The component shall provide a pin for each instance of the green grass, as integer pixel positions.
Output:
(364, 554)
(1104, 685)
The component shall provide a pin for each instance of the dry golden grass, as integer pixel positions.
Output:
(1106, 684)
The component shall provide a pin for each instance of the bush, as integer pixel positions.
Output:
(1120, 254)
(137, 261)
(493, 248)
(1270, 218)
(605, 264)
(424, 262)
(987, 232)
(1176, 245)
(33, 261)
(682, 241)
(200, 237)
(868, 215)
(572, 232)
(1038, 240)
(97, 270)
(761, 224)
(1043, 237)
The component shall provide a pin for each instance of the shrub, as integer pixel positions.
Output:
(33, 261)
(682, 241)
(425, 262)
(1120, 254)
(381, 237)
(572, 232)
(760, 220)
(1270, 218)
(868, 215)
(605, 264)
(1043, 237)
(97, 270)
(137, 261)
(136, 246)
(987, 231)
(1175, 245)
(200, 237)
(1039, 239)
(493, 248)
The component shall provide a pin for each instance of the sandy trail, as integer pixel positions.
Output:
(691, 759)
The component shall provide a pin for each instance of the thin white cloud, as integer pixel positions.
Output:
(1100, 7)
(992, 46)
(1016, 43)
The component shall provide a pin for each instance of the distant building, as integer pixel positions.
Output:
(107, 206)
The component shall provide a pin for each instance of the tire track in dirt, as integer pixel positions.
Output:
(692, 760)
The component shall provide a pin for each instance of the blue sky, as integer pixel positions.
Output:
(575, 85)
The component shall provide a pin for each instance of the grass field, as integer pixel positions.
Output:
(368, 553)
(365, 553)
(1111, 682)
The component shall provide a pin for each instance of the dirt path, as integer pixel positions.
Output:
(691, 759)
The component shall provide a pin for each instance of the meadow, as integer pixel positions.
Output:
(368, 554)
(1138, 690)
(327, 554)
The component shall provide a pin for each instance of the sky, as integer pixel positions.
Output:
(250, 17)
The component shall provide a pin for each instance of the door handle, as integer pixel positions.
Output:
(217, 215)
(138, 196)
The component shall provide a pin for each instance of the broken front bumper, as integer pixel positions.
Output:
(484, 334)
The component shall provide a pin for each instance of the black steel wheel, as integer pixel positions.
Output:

━━━━

• _Required action_
A faithful copy of the lines from the line containing "wheel, as integer pixel positions." to the end of the data should be set down, both ends included, and nothing more.

• _Finished exercise_
The component shall provide a pin for each instance of the black steel wheel, as integer pixel positions.
Output:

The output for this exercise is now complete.